__Requirement A__. According to the vaccine excerpt, what effectiveness at preventing COVID cases did clinical trials show for females with the Pfizer and BioNTech vaccine?
__Requirement B__. Copy the stretch of the vaccine excerpt from "The team added" through "natural killer cells." verbatim.
START Excerpted text
Mahmoudi’s team detailed these findings and more in an article in the journal Advanced Drug Delivery Reviews.
Despite their shortcomings in cancer therapies, nanoparticles have been greatly effective in helping provide protection against the novel coronavirus. Yet there is still evidence that the vaccines work differently for males and females.
“On the one hand, the vaccines have been really good news for nanomedicine,” Mahmoudi says. “But we didn’t solve the problems that we saw with them in cancer treatments.”
To be clear, the differences in vaccine efficacy are small, but they are measurable. In the case of the vaccine developed by the pharmaceutical company Moderna, clinical trials showed it was 95.4% effective at preventing COVID cases for males, compared with 93.1% for females. For the vaccine created by Pfizer and BioNTech, the numbers are 96.4% for males and 93.7% for females.
COVID-19 vaccines, nanoparticles, and killer cells
Both vaccines use nanoparticles based on lipids, which are fatty molecules that form tiny spheres in water, kind of like bubbles. The pharma companies then pack these tiny lipid-based particles with the vaccines’ active ingredients and essentially use the nanoparticles as delivery vehicles to ship the vaccines’ payloads to our immune cells.
Working with researchers at Sapienza University of Rome, Mahmoudi designed an experiment to test whether lipid-based nanoparticles could be a reason behind the difference in vaccine efficacy for males and females. The team’s results appear in the journal Molecular Pharmacology.
The team added lipid-based nanoparticles with similarities to those used in the vaccines to blood samples taken from 18 patients, eight male donors and 10 female donors. The researchers then observed how well or how poorly immune cells within the blood adsorbed those nanoparticles. The team found a significant difference between men and women for one cell type called natural killer cells.
“These cells are responsible for finding other infected cells—cells that are producing the virus—and they can kill them,” says Mahmoudi. “What we found is that natural killer cells respond to lipid-based nanoparticles in a sex-specific manner.”
Namely, natural killer cells from female donors took up fewer nanoparticles than natural killer cells from male donors. Based on this model system, then, it is plausible that the immune systems of males and females would respond differently to the vaccine.
But Mahmoudi and his colleagues also showed that the difference could be eliminated by first putting the nanoparticles in a donor’s plasma, the cell-free portion of their blood sample. Mahmoudi believes this is because proteins in the plasma can bind to the lipid-based nanoparticles, giving the nanoparticle a biological coating or corona.
END Excerpted text
START Listed entries
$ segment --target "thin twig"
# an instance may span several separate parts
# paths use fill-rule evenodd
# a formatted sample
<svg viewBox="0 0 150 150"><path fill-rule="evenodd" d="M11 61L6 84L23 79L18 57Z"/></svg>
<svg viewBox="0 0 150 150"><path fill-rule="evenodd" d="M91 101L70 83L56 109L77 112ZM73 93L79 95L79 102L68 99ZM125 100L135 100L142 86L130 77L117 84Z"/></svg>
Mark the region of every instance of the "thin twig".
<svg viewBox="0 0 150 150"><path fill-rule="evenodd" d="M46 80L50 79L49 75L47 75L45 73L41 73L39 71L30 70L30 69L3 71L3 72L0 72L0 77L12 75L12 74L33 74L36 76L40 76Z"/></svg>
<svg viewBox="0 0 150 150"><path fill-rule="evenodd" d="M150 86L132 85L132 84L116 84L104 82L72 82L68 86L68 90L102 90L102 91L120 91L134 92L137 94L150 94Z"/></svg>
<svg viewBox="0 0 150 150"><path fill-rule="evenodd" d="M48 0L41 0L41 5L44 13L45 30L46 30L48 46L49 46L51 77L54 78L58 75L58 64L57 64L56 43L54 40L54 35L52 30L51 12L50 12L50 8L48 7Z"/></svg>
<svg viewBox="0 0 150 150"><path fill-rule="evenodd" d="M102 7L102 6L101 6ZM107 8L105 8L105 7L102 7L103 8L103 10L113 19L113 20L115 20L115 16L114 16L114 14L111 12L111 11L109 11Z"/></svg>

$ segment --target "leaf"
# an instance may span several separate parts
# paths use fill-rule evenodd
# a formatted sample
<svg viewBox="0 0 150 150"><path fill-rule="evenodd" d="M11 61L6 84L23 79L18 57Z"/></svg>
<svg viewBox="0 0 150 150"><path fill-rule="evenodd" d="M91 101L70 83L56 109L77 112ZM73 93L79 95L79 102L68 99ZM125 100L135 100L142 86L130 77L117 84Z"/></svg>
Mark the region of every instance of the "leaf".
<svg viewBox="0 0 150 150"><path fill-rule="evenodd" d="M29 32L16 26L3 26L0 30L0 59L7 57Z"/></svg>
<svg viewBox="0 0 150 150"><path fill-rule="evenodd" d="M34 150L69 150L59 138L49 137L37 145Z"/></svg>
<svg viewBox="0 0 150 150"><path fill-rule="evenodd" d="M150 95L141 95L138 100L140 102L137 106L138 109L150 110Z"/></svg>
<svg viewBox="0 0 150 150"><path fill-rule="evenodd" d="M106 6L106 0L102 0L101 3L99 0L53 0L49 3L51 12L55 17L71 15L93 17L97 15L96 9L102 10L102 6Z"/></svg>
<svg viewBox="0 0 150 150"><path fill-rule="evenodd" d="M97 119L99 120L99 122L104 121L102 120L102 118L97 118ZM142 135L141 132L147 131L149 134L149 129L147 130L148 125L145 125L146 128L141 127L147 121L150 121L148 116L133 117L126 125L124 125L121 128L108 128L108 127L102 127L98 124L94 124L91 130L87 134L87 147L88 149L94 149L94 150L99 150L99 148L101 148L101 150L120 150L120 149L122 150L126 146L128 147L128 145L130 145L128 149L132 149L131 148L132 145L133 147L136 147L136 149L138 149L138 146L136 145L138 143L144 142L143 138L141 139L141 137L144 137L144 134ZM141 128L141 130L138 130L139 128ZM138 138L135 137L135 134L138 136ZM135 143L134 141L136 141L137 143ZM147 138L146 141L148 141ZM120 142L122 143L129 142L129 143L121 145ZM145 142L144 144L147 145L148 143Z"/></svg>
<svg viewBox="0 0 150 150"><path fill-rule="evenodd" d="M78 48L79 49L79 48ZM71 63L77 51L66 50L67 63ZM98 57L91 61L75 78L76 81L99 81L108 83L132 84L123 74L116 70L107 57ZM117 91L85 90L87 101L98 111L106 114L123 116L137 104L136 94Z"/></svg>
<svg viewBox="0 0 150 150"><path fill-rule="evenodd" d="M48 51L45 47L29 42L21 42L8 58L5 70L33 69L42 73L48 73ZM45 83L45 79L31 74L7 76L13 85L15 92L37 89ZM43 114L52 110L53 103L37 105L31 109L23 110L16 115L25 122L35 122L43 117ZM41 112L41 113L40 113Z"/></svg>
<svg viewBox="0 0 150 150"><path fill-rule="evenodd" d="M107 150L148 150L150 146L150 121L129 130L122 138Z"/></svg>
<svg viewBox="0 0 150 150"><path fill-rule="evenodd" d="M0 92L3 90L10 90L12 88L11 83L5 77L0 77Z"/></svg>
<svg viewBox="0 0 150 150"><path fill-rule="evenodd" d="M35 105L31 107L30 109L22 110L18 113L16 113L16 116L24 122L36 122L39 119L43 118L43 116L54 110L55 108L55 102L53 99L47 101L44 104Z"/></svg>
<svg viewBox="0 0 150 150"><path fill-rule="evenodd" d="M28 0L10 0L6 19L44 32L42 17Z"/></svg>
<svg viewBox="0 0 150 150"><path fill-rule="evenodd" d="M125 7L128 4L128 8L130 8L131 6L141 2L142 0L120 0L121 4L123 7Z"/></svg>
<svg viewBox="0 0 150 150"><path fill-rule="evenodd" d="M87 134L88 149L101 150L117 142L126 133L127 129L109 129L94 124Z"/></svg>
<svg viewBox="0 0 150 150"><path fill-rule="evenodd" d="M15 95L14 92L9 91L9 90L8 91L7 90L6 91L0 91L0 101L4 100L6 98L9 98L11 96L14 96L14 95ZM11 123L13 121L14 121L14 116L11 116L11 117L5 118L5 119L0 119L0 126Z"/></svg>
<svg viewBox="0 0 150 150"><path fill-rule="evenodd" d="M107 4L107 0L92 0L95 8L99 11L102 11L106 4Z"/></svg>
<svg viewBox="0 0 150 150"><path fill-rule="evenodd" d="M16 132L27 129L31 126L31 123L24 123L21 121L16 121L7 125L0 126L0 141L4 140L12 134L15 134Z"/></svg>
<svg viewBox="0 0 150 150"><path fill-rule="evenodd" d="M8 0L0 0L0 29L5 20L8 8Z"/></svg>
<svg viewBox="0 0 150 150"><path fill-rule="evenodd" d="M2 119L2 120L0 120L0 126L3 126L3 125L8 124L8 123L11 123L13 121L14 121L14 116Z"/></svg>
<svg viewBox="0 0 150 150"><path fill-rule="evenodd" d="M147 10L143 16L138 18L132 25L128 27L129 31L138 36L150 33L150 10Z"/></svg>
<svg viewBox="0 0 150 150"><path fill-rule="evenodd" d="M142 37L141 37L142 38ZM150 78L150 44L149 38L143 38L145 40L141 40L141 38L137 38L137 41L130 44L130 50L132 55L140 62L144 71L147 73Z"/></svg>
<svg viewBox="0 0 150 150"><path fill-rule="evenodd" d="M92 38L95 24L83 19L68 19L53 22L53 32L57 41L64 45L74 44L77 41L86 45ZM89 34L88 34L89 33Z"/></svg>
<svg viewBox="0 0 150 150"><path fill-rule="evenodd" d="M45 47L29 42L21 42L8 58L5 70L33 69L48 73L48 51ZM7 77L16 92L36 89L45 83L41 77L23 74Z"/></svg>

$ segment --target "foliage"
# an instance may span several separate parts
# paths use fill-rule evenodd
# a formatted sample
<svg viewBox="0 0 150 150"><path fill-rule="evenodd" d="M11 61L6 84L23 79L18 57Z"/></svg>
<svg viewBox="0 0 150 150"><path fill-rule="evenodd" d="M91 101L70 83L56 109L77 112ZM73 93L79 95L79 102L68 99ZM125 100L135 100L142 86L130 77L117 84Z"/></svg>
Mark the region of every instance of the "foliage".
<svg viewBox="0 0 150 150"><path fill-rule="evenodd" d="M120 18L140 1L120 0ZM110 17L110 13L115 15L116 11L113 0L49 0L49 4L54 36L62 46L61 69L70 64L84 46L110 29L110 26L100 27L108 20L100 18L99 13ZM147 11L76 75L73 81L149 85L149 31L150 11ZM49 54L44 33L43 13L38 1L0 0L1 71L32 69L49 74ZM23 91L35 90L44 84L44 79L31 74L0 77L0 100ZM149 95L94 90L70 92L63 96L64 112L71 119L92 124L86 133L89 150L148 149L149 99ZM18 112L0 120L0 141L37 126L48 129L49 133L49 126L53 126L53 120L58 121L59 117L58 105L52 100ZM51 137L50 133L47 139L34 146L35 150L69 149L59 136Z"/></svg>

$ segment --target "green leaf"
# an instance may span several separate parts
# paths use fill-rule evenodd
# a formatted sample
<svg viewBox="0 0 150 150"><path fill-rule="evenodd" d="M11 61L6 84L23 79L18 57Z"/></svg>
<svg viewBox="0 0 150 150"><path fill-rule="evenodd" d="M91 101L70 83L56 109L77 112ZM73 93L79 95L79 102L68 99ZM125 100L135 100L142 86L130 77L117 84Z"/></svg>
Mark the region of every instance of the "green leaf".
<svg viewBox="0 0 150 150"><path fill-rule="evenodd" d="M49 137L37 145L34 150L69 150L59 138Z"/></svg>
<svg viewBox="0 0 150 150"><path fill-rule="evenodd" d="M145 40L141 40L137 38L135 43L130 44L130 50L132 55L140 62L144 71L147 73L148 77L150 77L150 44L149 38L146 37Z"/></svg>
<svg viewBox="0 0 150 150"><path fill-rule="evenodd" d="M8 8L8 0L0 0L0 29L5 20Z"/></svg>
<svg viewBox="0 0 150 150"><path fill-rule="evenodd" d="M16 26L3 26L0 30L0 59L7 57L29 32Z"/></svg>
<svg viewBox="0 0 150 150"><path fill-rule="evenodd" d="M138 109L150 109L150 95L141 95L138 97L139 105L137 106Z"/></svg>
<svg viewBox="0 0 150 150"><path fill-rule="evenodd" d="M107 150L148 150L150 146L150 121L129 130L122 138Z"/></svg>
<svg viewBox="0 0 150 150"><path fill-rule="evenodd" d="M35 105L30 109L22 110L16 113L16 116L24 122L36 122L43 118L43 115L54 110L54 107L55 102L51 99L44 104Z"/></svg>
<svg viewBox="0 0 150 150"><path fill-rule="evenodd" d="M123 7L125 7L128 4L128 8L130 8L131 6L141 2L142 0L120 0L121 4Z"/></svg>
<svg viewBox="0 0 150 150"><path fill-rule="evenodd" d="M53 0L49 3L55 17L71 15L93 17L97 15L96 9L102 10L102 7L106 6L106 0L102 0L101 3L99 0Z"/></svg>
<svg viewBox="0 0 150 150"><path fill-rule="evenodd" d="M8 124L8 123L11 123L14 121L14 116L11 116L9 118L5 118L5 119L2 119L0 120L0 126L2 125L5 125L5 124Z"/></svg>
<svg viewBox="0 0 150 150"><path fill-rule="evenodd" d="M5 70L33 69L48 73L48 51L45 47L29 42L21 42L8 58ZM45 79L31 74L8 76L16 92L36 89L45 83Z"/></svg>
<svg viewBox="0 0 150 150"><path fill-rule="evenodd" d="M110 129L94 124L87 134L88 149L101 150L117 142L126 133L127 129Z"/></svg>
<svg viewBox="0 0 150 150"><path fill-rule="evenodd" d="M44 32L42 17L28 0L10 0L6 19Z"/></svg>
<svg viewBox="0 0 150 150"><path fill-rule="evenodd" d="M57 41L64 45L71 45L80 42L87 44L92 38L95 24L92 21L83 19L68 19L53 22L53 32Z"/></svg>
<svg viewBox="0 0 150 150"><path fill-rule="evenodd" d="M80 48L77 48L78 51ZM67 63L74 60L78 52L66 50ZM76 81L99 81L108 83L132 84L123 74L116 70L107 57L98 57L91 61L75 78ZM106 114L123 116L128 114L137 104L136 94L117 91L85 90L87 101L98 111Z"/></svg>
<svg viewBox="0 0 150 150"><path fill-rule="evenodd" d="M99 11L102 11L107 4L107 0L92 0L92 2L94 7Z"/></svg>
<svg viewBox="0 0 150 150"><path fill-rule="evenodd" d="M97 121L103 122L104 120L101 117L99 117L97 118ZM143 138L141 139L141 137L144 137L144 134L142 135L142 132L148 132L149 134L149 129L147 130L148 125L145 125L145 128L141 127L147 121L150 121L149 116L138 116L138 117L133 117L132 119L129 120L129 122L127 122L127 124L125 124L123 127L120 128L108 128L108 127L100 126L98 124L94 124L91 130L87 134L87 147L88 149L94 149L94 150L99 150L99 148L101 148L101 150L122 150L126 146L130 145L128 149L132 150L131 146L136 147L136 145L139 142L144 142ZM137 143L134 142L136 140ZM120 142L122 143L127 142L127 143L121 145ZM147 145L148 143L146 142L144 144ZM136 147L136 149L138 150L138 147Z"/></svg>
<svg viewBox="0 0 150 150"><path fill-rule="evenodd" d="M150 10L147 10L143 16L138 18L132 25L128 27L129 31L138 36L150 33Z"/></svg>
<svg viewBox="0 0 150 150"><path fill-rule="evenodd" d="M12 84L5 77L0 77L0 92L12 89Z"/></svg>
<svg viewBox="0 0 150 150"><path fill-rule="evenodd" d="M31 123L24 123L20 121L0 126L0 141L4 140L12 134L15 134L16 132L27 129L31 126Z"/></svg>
END Listed entries
__Worked solution A__. 93.7%

__Worked solution B__.
The team added lipid-based nanoparticles with similarities to those used in the vaccines to blood samples taken from 18 patients, eight male donors and 10 female donors. The researchers then observed how well or how poorly immune cells within the blood adsorbed those nanoparticles. The team found a significant difference between men and women for one cell type called natural killer cells.